Extracted records -
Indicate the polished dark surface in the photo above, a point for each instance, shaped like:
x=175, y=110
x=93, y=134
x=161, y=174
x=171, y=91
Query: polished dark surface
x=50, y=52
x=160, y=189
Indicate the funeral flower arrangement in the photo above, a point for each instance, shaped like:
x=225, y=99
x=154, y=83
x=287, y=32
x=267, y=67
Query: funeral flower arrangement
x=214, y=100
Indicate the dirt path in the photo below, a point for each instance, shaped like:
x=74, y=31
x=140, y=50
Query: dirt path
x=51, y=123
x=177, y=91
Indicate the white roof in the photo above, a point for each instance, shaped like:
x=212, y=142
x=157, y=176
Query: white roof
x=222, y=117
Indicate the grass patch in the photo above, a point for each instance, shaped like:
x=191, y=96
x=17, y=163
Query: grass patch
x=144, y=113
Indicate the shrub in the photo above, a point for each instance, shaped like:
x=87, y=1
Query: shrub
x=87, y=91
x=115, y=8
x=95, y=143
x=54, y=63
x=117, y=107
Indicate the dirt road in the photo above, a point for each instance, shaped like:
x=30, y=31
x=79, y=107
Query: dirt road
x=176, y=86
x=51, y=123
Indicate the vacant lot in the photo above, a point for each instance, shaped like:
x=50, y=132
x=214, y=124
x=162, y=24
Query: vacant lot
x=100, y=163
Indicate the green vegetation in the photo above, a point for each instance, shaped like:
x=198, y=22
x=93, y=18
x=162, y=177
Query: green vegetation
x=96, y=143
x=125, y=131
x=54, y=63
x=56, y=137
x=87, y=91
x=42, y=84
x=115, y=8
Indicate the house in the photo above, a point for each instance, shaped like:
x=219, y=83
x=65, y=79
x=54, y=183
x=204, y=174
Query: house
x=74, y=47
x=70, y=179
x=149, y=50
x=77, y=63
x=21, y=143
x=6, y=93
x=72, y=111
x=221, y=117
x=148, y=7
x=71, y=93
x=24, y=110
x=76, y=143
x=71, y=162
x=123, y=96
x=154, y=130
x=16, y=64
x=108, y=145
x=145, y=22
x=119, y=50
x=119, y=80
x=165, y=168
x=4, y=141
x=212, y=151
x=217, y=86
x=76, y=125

What to do -
Each entry in the data must be copied exactly.

Expected answer -
Indicate the polished dark surface in the photo above, a point for each instance, shaped like:
x=175, y=110
x=93, y=134
x=161, y=174
x=171, y=91
Query: polished dark surface
x=50, y=52
x=160, y=189
Indicate the funeral flower arrangement in the photo above, a point for each instance, shaped like:
x=225, y=99
x=154, y=83
x=287, y=32
x=267, y=67
Query: funeral flower arrangement
x=214, y=100
Indicate the dirt path in the photo below, a point for each instance, shaped like:
x=74, y=31
x=140, y=50
Query: dirt path
x=51, y=123
x=177, y=91
Indicate the white roof in the photo above, a point for each instance, shaped like:
x=212, y=142
x=157, y=176
Query: white roof
x=222, y=117
Indicate the grass patch in the photo above, a point for each instance, shaped like:
x=191, y=96
x=17, y=163
Query: grass patch
x=144, y=113
Indicate the shrub in the photo above, a point for each instance, shaped like:
x=87, y=1
Query: shrub
x=87, y=91
x=115, y=8
x=95, y=143
x=54, y=63
x=117, y=107
Indicate the dirt road in the photo above, a point for each instance, shaped like:
x=30, y=31
x=79, y=107
Query: dirt road
x=176, y=86
x=51, y=123
Indicate the vacant lot in the photo above, a point for each instance, shaped like:
x=50, y=132
x=214, y=124
x=162, y=24
Query: vacant lot
x=100, y=163
Indicate the green vegetation in the photo above, a point for each instance, shaped like:
x=198, y=22
x=93, y=18
x=162, y=177
Query: green vegetation
x=96, y=143
x=125, y=131
x=54, y=63
x=56, y=137
x=87, y=91
x=42, y=84
x=115, y=8
Indicate the house in the photo above, a point for each instance, shaped like:
x=219, y=83
x=65, y=79
x=54, y=183
x=204, y=174
Query: house
x=74, y=47
x=70, y=179
x=149, y=50
x=77, y=63
x=21, y=143
x=6, y=93
x=72, y=111
x=221, y=117
x=148, y=7
x=71, y=93
x=24, y=110
x=76, y=143
x=71, y=162
x=123, y=96
x=154, y=130
x=16, y=64
x=108, y=145
x=145, y=22
x=119, y=50
x=119, y=80
x=165, y=168
x=4, y=141
x=212, y=151
x=217, y=86
x=76, y=125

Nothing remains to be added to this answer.